Please return the stretch of the downsampling thread from "for weight in" through "i = bisect.bisect(cumsums, rnd)", copied word for word.

[TEXT SHOWN]
-*-*-

Search code examples
pythonrandomsamplingdownsampling

Python: downsample a population using frequency data


Given a data series representing frequencies of elements in a population, what would be the easiest way to downsample it ?

The following population: pop = ['a', 'b', 'a', 'c', 'c', 'd', 'c', 'a', 'a', 'b', 'a']

Can be summeriezed as: freq = {'a': 5, 'c': 3, 'b': 2, 'd': 1}

Using the simple: from collections import Counter; Counter(pop)

To randomly downsample that population to 5 individuals I can do:

>>> from random import sample
>>> from collections import Counter
>>> pop = ['a', 'b', 'a', 'c', 'c', 'd', 'c', 'a', 'a', 'b', 'a']
>>> smaller_pop = sample(pop, 5)
>>> smaller_freq = Counter(smaller_pop)
>>> print smaller_freq
Counter({'a': 3, 'c': 1, 'b': 1})

But I'm searching for a way to do this directly from the freq information without having to build the pop list. You will agree that proceeding like this should not be necessary:

>>> from random import sample
>>> from collections import Counter
>>> flatten = lambda x: [item for sublist in x for item in sublist]
>>> freq = {'a': 5, 'c': 3, 'b': 2, 'd': 1}
>>> pop = flatten([[k]*v for k,v in freq.items()])
>>> smaller_pop = sample(pop, 5)
>>> smaller_freq = Counter(smaller_pop)
>>> print smaller_freq
Counter({'a': 2, 'c': 2, 'd': 1})

For memory considerations and speed requirements, I would like to avoid placing in memory the pop list. This can surely be done using some type of weighted random generator.


Solution

  • Here is a basic algorithm that downsamples frequencies:

    import random
    import bisect
    import collections
    
    def downsample(freq, n):
        cumsums = []
        total = 0
        choices, weights = zip(*freq.items())
        for weight in weights:
            total += weight
            cumsums.append(total)
        assert 0 <= n <= total
        result = collections.Counter()
        for _ in range(n):
            rnd = random.uniform(0, total)
            i = bisect.bisect(cumsums, rnd)
            result[choices[i]] += 1
            cumsums = [c if idx<i else c-1 for idx, c in enumerate(cumsums)]
            total -= 1
        return result
    
    freq = {'a': 5, 'c': 3, 'b': 2, 'd': 1}
    print(downsample(freq, 5))
    

    which prints results like

    Counter({'c': 2, 'a': 1, 'b': 1, 'd': 1})

-*-*-

[COLLECTED DATA]
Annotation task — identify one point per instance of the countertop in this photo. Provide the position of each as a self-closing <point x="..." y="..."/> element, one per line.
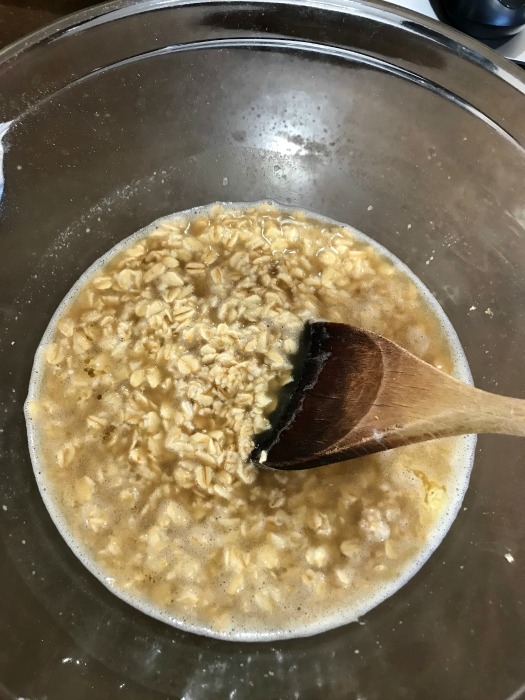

-*-*-

[SOLVED PROBLEM]
for weight in weights:
            total += weight
            cumsums.append(total)
        assert 0 <= n <= total
        result = collections.Counter()
        for _ in range(n):
            rnd = random.uniform(0, total)
            i = bisect.bisect(cumsums, rnd)